De igual forma, serían necesarios extensos escritos para hacer mención, con la debida justicia, de los aguerridos prohombres y libertadores así como destacados hombres y mujeres de estas tierras que a lo largo de la historia han descollado a nivel nacional e internacional en diferentes disciplinas y ocupaciones, llenando de orgullo a sus comunidades. Esos temas han de quedar en el tintero, a la espera de nuevos enfoques, con mayor amplitud y detalles de vivencias.
Sin embargo, hubo algo que, en esta ocasión no se podía posponer, porque no me lo habría perdonado nunca. Ese algo es de naturaleza intangible. No está amparado en recuerdos ni vivencias. Apenas en referencias y detalles. Un imperativo, a veces súplica, otras tantas mandato, que no debía postergar por más tiempo.
Es por ello que, siguiendo los dictados del corazón, aquel día dejé correr mis pasos, a su libre elección, sin rumbo fijo ni final, mientras los demás contertulios disfrutaban a sus anchas de las fiestas patronales de la Santa Cruz de El Seibo. Y he aquí que, contando apenas con vagas referencias de calles, apuntes de nombres y señales inequívocas de lugares, que habían quedado arropados por la bruma del pasado, regresé, al cabo de casi cinco décadas, a un solar ubicado en la calle Juan de Esquivel, detrás del Cine El Prado. En este preciso lugar estuvo ubicada la casa en donde vivían mis padres cuando yo nací, allá por los años 50´s.

*LISTADO*.
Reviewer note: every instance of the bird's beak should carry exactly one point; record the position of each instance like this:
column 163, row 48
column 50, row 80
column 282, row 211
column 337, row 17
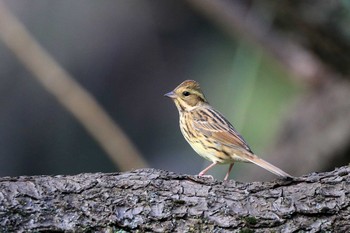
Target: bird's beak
column 171, row 95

*PREGUNTAS POR RESPONDER*.
#1 En el fragmento sobre El Seibo, ¿con qué referencias se contaba para regresar al solar? Enuméralas todas.
#2 ¿Puedes proseguir el fragmento sobre El Seibo a partir de su última oración?
El listado es material aparte del fragmento sobre El Seibo.

*RESULTADOS*.
#1 Vagas referencias de calles, apuntes de nombres y señales inequívocas de lugares.

#2
Un indescriptible sentimiento, que no llega a ser nostalgia porque apenas residí en aquella población los primeros meses de mi vida, me invadió por completo al recorrer, palmo a palmo, el espacio deshabitado en donde una vez estuvo la vivienda que constituyó el nido de amor de mis padres y de la cual mis hermanos mayores guardan aún hermosos recuerdos. También visité la casa de mi madrina de bautizo, con quien me confundí en un profundo abrazo. Ella aún permanece en la que ha sido su casa durante más de sesenta años.
Y finalmente, la curiosidad y el ego, marchando de la mano, condujeron mis timoratos pasos hacia las instalaciones del hospital Dr. Teófilo Hernández y desde afuera, a pesar de las remodelaciones que experimenta dicho centro en la actualidad, pude ubicar, con relativa precisión, el pabellón en que estuvo recluída mi madre, luego del delicado parto en que, con la ayuda de Dios, me brindó el privilegio de la vida.
Ella se constituyó en el hilo conductor que me ha permitido reconstruir -y recuperar-, con honda satisfacción, esta parte de mi vida. La Otra parte de mi existencia está enclavada, con poderosas raíces y por vía paterna, en las tierras ardientes, exuberantes y seductoras de la Provincia Dajabón, en la Línea Noroeste y la frontera norte de nuestro país.
Por muchos años arrastré una enorme deuda de amor y gratitud hacia El Seibo, mi pueblo natal, que hoy, espero haber saldado. De igual manera, en el proceso de integración con su gente y sus costumbres aspiro desarrollar nuevas experiencias que se constituyan en el motor generador de emociones refrescantes que pasen a integrar un nuevo baúl de nostalgias y añoranzas. Con ello podré, quizás, enmendar el desapego que había venido exhibiendo hacia las cosas del pueblo que me vio nacer.
Un amplio número de mis familiares por vía materna son oriundos de esta provincia y otras comunidades aledañas. Algunos permanecen, todavía, en El Pintado, pintoresca localidad rural en ruta hacia Higüey y La Romana en donde mi madre vivió gran parte de su infancia. En homenaje a esos descendientes que llevan estampados los apellidos Arriaga y Mariano, escribo este texto. Y de manera especial, a Cornelia, mi madre, en éste, su 88vo. cumpleaños.